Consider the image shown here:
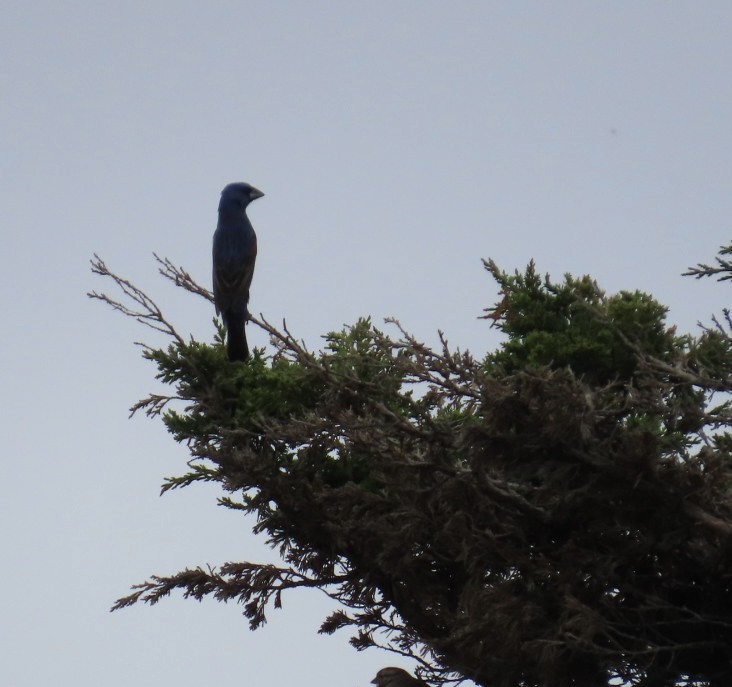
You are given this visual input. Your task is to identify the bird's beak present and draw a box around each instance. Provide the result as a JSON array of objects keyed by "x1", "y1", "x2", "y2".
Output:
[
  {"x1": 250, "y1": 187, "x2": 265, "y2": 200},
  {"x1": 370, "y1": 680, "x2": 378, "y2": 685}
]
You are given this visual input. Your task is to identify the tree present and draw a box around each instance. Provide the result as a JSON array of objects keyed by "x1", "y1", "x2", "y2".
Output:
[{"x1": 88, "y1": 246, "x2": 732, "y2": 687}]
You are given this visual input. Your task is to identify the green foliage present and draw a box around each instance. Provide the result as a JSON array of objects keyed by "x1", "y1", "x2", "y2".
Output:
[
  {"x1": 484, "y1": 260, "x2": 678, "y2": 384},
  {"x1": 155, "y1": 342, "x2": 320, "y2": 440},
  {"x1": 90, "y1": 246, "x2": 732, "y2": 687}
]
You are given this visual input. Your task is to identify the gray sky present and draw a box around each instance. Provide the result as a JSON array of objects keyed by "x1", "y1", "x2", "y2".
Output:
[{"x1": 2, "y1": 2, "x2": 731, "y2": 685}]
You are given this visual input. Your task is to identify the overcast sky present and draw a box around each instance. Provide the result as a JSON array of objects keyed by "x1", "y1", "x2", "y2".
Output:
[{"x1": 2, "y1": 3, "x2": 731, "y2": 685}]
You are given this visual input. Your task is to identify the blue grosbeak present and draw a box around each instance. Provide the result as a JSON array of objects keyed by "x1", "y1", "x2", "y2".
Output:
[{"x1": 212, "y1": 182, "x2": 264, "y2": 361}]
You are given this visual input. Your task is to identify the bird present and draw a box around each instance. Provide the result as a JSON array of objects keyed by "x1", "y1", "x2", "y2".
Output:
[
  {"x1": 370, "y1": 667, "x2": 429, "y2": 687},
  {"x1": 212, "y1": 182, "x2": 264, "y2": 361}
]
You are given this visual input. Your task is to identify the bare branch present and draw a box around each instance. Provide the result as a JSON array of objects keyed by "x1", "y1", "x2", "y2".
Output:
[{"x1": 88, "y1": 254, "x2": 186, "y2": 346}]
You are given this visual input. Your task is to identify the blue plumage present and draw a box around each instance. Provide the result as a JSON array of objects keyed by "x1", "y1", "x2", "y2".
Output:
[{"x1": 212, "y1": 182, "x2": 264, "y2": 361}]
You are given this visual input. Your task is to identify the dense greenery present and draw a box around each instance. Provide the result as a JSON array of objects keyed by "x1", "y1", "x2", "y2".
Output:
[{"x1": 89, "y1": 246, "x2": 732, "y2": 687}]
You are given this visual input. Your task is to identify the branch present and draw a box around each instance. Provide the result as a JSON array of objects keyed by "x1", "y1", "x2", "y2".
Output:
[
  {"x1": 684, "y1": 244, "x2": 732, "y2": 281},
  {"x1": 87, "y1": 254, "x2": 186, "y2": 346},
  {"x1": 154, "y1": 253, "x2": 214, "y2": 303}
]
---
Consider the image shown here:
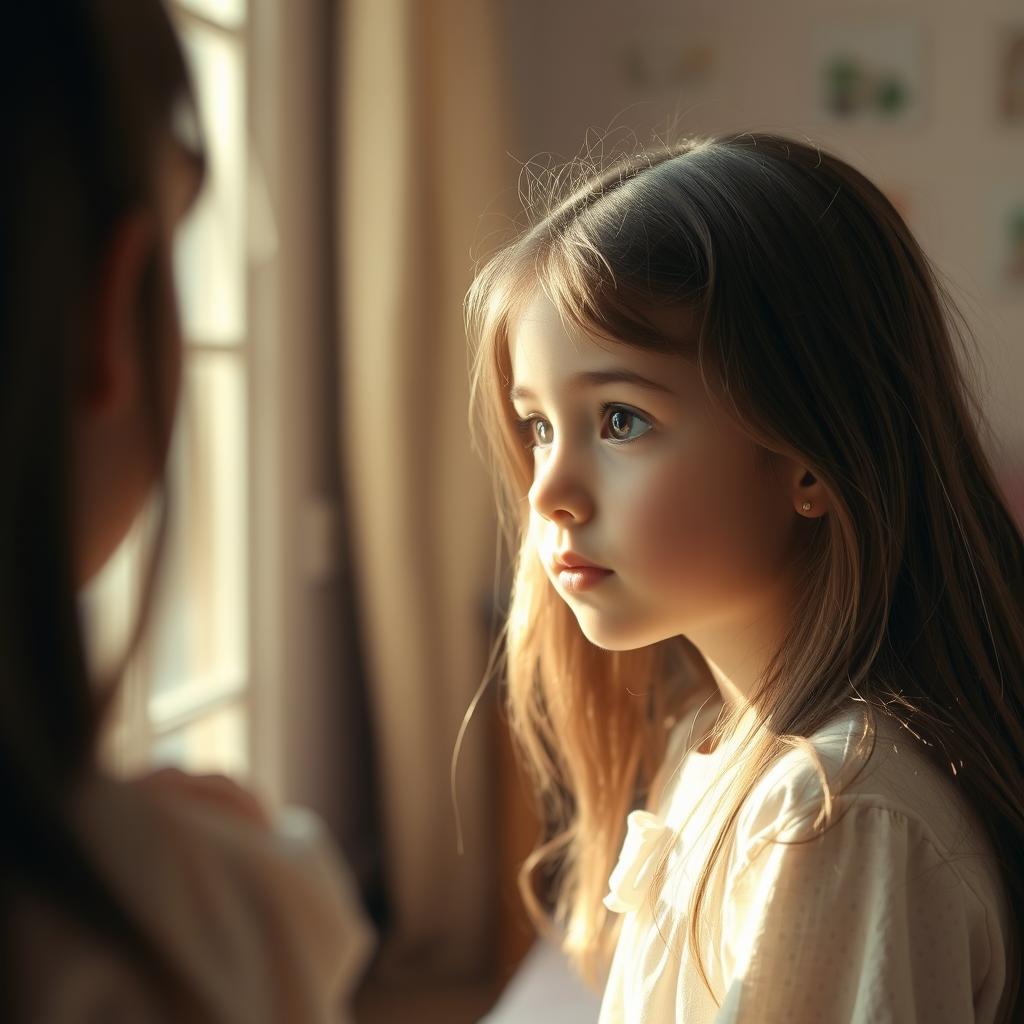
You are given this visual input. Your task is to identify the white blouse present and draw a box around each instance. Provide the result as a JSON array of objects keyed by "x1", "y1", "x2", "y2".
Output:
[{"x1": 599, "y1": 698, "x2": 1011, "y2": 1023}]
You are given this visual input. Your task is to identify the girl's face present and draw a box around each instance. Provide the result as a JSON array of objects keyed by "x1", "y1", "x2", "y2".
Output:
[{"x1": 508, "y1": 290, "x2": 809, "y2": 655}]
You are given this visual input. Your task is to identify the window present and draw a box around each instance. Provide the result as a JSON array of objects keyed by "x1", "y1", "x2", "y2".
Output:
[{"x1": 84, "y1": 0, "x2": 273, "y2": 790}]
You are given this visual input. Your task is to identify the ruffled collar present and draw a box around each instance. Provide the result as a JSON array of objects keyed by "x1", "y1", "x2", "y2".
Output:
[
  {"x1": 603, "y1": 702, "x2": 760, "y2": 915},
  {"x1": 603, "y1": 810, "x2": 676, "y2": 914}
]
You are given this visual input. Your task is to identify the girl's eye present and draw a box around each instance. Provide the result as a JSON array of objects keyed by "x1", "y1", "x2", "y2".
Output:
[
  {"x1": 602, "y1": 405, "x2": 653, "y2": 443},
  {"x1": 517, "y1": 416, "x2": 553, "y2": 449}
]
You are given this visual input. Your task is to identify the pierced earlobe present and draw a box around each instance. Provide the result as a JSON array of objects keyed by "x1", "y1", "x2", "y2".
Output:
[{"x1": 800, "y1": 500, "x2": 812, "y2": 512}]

▸ **What needs to be done**:
Select all lines in the listing that include the word "bird".

▸ **Your solution**:
You are given this visual input. Your task is to identify the bird's beak present and draw a box around each instance. Provide the result as a JSON array of objects keyed by "x1", "y1", "x2", "y2".
You are given this visual input. Your task is to identify the bird present and draw a box around each instance. Provide the result as a JSON array of objects keyed by "x1", "y1", "x2", "y2".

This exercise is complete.